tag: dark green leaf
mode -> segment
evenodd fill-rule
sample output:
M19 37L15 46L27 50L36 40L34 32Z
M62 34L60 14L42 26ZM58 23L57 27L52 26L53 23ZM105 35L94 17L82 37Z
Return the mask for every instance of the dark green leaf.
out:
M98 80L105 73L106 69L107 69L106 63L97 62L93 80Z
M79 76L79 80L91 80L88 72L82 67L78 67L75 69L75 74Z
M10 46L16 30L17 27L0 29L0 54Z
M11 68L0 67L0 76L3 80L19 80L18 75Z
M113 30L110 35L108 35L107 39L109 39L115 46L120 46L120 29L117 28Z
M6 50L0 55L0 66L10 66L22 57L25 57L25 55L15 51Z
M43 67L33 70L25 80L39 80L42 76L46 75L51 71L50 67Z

.....

TASK BRIEF:
State how many of the lines above contain the word "green", giving only the number.

REPLY:
2